SHORT TASK:
Render the items as a two-column CSV with the columns "prompt" and "reply", one row per item. Put each item's text and its answer in a single quoted field, with line breaks replaced by spaces.

DATA:
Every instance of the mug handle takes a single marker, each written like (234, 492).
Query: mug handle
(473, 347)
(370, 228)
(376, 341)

EXERCISE RESULT:
prompt,reply
"Every instance of the mug handle takes a single marker, each written like (234, 492). Query: mug handle","(473, 347) (370, 228) (376, 341)"